* Short task
Exactly as given, write out the lines from the one containing "Find the crowd" through the end of the listing, with both ends included and nothing else.

* Dataset rows
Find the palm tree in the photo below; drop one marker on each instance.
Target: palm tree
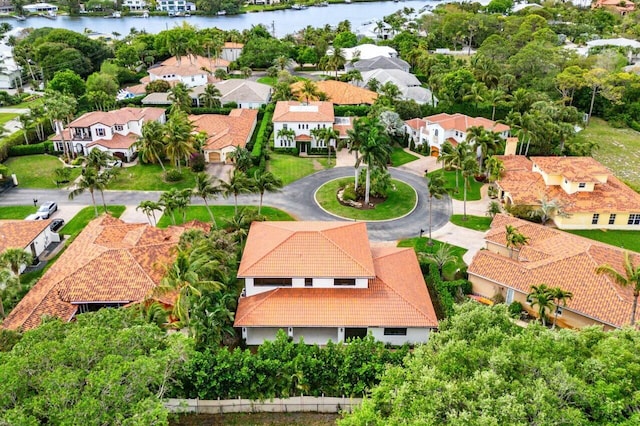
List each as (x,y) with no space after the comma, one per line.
(205,188)
(178,138)
(441,257)
(88,181)
(542,297)
(631,278)
(559,296)
(515,239)
(149,208)
(151,144)
(264,181)
(210,97)
(238,184)
(437,190)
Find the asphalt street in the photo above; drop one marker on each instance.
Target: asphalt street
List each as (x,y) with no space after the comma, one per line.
(297,199)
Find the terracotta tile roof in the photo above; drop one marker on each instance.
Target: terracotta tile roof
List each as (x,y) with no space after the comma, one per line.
(109,261)
(462,122)
(527,187)
(339,93)
(232,130)
(119,116)
(293,111)
(277,249)
(20,233)
(118,141)
(397,297)
(559,259)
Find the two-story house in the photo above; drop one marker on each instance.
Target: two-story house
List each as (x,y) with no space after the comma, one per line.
(301,118)
(589,194)
(324,281)
(437,129)
(113,131)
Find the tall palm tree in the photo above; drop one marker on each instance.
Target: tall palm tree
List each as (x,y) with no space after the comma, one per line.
(88,181)
(205,189)
(151,144)
(238,184)
(541,296)
(559,296)
(437,190)
(178,138)
(210,97)
(149,208)
(631,278)
(264,181)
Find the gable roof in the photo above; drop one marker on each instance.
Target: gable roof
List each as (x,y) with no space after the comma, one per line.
(20,233)
(293,111)
(559,259)
(340,93)
(397,297)
(234,129)
(109,261)
(462,122)
(282,249)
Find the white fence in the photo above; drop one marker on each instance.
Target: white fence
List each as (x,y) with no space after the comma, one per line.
(296,404)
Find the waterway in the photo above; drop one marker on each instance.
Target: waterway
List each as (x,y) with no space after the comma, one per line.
(281,22)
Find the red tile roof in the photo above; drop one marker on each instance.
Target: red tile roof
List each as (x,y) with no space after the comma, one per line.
(559,259)
(397,297)
(109,261)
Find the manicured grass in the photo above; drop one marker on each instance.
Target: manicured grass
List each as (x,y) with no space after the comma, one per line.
(420,245)
(222,214)
(36,171)
(16,212)
(399,157)
(290,168)
(629,240)
(398,203)
(6,116)
(477,223)
(619,150)
(149,177)
(86,215)
(473,191)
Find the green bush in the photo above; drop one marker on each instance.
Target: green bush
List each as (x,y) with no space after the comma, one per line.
(173,175)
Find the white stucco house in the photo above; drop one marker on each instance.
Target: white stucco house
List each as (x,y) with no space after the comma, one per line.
(437,129)
(324,281)
(113,131)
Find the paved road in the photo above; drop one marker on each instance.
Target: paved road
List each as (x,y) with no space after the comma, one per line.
(297,199)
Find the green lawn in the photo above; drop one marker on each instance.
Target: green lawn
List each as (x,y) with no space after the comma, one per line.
(16,212)
(290,168)
(619,150)
(473,191)
(36,171)
(399,157)
(222,214)
(398,203)
(626,239)
(86,215)
(420,246)
(149,177)
(477,223)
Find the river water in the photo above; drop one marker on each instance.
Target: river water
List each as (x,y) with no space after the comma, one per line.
(281,22)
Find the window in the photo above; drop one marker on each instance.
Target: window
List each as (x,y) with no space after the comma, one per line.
(278,282)
(395,331)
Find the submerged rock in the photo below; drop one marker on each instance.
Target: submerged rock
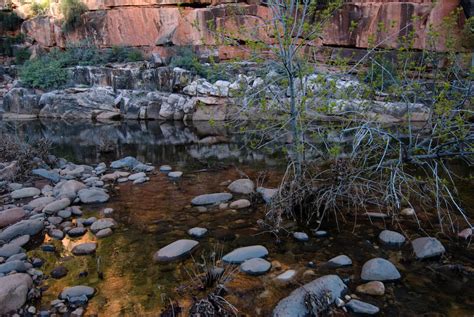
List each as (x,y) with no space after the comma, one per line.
(13,291)
(360,307)
(211,199)
(294,304)
(427,247)
(176,250)
(379,269)
(240,255)
(242,186)
(255,266)
(391,238)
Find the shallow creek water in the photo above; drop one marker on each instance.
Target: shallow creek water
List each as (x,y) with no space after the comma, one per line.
(158,212)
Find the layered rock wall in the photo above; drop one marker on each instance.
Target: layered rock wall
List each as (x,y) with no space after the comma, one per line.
(155,25)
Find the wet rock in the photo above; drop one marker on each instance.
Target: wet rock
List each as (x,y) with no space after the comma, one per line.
(340,260)
(76,292)
(242,186)
(379,269)
(176,250)
(267,193)
(376,288)
(211,199)
(300,236)
(104,233)
(286,276)
(84,248)
(25,193)
(11,216)
(127,162)
(24,227)
(427,247)
(93,195)
(175,174)
(240,204)
(360,307)
(17,266)
(240,255)
(13,291)
(59,272)
(197,232)
(77,232)
(56,206)
(103,224)
(392,238)
(39,203)
(294,304)
(255,266)
(50,175)
(136,176)
(165,168)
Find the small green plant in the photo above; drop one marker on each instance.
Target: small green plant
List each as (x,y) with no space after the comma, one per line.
(72,11)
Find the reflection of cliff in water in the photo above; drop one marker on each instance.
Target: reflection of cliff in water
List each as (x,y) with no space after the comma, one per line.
(152,141)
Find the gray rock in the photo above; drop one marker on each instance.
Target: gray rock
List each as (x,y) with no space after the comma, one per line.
(84,248)
(360,307)
(256,266)
(25,193)
(340,260)
(50,175)
(24,227)
(300,236)
(56,206)
(211,199)
(17,266)
(240,255)
(427,247)
(103,223)
(93,195)
(77,291)
(104,233)
(391,238)
(294,304)
(197,232)
(13,291)
(242,186)
(176,250)
(127,162)
(379,269)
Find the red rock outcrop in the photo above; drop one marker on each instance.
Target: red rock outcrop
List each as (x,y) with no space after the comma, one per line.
(157,24)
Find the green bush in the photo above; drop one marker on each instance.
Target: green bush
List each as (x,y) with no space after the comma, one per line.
(72,11)
(45,72)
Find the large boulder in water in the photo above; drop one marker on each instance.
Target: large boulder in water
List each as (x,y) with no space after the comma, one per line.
(13,291)
(294,304)
(176,250)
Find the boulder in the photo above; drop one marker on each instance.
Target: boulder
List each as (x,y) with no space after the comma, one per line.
(427,247)
(13,291)
(175,251)
(294,304)
(379,269)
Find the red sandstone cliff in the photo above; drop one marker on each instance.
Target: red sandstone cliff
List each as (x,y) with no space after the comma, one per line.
(157,24)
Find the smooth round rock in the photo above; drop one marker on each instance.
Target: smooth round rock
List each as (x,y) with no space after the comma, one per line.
(197,232)
(84,248)
(255,266)
(176,250)
(391,238)
(243,254)
(427,247)
(211,199)
(360,307)
(379,269)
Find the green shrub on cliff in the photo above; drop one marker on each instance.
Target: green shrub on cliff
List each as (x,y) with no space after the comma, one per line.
(72,11)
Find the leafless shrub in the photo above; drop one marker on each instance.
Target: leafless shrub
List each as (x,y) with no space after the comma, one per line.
(26,154)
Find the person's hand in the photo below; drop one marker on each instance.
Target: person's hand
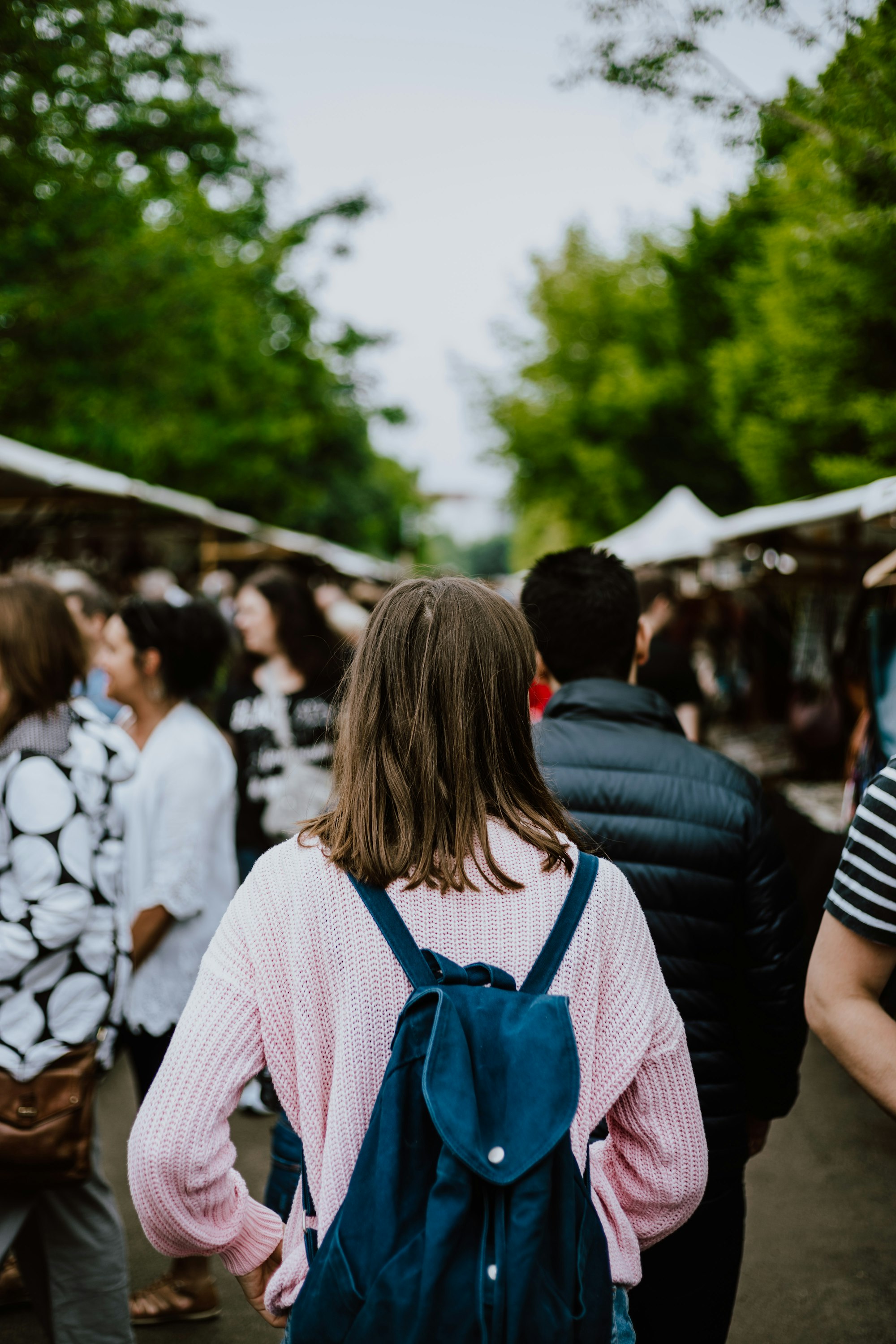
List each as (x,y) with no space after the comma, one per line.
(757,1135)
(256,1284)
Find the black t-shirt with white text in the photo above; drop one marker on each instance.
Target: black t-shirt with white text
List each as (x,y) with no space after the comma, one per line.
(248,717)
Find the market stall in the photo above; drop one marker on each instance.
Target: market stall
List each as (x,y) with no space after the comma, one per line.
(58,510)
(788,616)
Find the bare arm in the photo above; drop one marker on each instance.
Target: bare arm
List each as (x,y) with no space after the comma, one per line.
(147,932)
(847,978)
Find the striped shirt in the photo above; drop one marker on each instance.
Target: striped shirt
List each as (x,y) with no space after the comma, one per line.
(864,892)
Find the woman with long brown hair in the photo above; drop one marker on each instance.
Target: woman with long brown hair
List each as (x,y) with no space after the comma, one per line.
(440,801)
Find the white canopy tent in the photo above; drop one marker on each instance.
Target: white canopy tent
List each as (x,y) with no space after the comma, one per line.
(27,474)
(680,527)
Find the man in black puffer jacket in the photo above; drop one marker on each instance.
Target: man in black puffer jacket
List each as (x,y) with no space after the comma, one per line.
(691,834)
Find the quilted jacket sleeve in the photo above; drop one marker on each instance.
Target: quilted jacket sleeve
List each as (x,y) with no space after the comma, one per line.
(770,1019)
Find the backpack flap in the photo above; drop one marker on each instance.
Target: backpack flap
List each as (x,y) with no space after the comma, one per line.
(501,1078)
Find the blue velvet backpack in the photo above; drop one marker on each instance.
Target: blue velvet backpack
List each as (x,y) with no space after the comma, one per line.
(466,1219)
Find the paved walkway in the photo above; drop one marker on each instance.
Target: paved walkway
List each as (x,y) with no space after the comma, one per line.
(821,1230)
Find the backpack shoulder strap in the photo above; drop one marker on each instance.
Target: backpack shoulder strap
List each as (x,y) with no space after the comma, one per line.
(548,960)
(397,933)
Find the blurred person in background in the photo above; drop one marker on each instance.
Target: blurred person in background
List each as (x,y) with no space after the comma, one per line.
(181,863)
(668,668)
(691,832)
(855,953)
(221,588)
(277,710)
(64,967)
(277,715)
(90,607)
(160,585)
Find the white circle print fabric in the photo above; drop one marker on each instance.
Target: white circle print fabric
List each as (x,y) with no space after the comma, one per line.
(60,842)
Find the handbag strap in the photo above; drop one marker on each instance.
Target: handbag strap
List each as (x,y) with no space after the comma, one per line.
(555,949)
(397,933)
(417,967)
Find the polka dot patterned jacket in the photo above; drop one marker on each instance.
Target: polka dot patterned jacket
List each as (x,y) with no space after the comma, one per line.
(64,951)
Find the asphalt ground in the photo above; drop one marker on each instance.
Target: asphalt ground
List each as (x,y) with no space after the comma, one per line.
(821,1223)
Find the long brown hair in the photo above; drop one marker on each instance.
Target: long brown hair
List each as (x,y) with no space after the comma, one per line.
(302,631)
(41,651)
(435,740)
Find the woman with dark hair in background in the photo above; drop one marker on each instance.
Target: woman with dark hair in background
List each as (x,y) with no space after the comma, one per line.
(277,710)
(62,971)
(277,715)
(181,865)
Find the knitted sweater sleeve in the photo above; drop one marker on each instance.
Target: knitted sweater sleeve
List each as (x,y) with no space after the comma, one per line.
(181,1156)
(653,1164)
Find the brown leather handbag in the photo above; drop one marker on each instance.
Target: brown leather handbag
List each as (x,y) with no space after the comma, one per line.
(46,1125)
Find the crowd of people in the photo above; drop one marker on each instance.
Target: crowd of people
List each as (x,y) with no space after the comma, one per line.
(203,803)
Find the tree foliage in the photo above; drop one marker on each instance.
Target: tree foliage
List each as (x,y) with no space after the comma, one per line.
(754,359)
(148,319)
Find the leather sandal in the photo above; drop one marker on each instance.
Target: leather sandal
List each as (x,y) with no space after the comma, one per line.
(13,1289)
(170,1300)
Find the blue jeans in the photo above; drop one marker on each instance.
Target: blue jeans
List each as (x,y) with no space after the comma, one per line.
(622,1327)
(285,1167)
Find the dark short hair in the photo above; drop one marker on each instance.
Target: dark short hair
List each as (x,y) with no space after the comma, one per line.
(41,651)
(583,609)
(191,642)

* Reply
Find the crowd of people in the photo above; drop one marker on each instance.
Target: crowd of people
List each as (x,y) with no space after the comma, one per line.
(203,803)
Find the tree foliage in the photo above; drop one marker on each instance.
Target: tree foliage
List each as (x,y) with no space after the comma, one per line.
(754,359)
(148,319)
Find the leather sandal in the photo above; drop one marker on each instance.
Target: leather sandal
List each as (x,y) with no space after the comma, one per line.
(13,1289)
(170,1300)
Find the blue jeans in the photo above; drop one marker on each instance.
Target: blue jeans
List each as (x,y) with no space after the comma, one per line.
(622,1327)
(285,1167)
Find the dark short hair in the photo above; drop one marker on each instance.
Target: dark short hair
List each as (x,y) with no space after the comma, one per line.
(41,651)
(583,609)
(191,642)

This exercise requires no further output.